*** Excerpt Section Begins ***

I received my Halo scanner in the mail yesterday, and played with it some, to see what it can do. In this video, the dude scans his xEM chip also - which, I assume, he left in 40-bit UID EM41xx mode.
So I tried to scan my own, non-DT, EM4200 implant. No matter how much I tried, the Halo reported nothing. I doubt very much it didn’t pick it up though, because my EM implant is oversized and usually has a pretty good read range. More likely, the Halo is very particular with what type of EM chip it supports, and really, REALLY wants a EM4102 and nothing else.
Anyhow, I looked at the scanner’s specs to try and figure out what it supports, and that page says “Reads all FDX-B 15 digit, FDX-A 10 digit and EM4102 (BME)chips”. Anybody knows what BME stands for? I’ve googled it up several times in different contexts, but nothing much turns up. The best guess I have is that it stands for “bio-medical equipment”, but that’s probably not it.

*** Excerpt Section Ends ***
*** Extracted material Section Begins ***

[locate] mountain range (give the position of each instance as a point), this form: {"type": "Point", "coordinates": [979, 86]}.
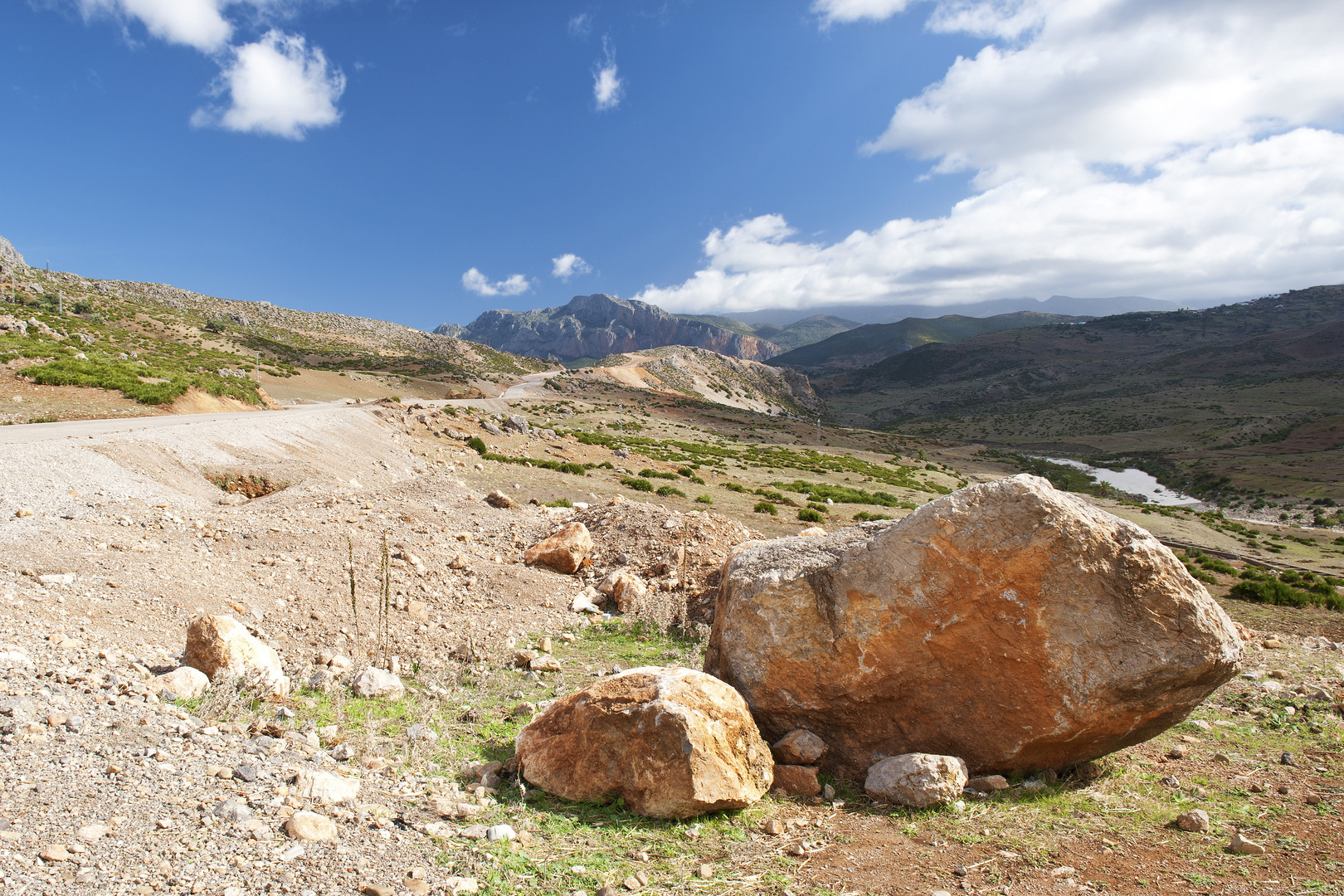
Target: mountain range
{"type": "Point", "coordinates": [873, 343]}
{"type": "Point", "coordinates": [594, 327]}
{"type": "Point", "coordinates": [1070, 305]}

*** Extracted material Section Ends ***
*** Extracted material Section Begins ***

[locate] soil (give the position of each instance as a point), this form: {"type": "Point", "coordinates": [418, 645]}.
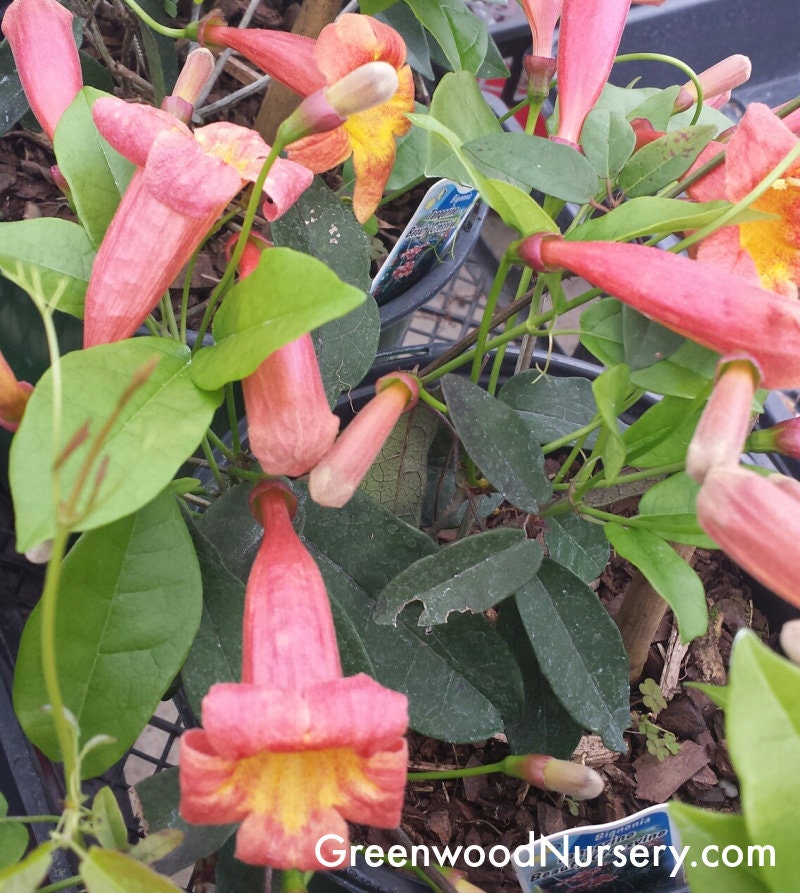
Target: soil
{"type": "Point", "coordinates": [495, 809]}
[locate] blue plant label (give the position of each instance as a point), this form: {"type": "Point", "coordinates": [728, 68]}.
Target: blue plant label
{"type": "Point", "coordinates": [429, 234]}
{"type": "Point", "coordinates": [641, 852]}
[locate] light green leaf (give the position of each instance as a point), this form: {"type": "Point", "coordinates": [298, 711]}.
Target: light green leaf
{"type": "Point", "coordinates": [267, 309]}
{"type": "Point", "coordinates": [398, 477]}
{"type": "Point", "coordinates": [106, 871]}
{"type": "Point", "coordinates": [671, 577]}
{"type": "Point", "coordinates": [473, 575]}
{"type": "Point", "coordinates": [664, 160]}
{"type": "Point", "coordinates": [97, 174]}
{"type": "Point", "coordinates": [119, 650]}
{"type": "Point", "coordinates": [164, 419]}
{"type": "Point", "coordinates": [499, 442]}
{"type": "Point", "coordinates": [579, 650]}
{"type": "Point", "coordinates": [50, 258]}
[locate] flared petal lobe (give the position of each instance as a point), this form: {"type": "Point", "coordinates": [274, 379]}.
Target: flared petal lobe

*** Extracted material Section Ends ***

> **Problem statement**
Write out the full text about the Halo scanner word for word.

> **Result of this exercise**
I received my Halo scanner in the mail yesterday, and played with it some, to see what it can do. In this video, the dude scans his xEM chip also - which, I assume, he left in 40-bit UID EM41xx mode.
So I tried to scan my own, non-DT, EM4200 implant. No matter how much I tried, the Halo reported nothing. I doubt very much it didn’t pick it up though, because my EM implant is oversized and usually has a pretty good read range. More likely, the Halo is very particular with what type of EM chip it supports, and really, REALLY wants a EM4102 and nothing else.
Anyhow, I looked at the scanner’s specs to try and figure out what it supports, and that page says “Reads all FDX-B 15 digit, FDX-A 10 digit and EM4102 (BME)chips”. Anybody knows what BME stands for? I’ve googled it up several times in different contexts, but nothing much turns up. The best guess I have is that it stands for “bio-medical equipment”, but that’s probably not it.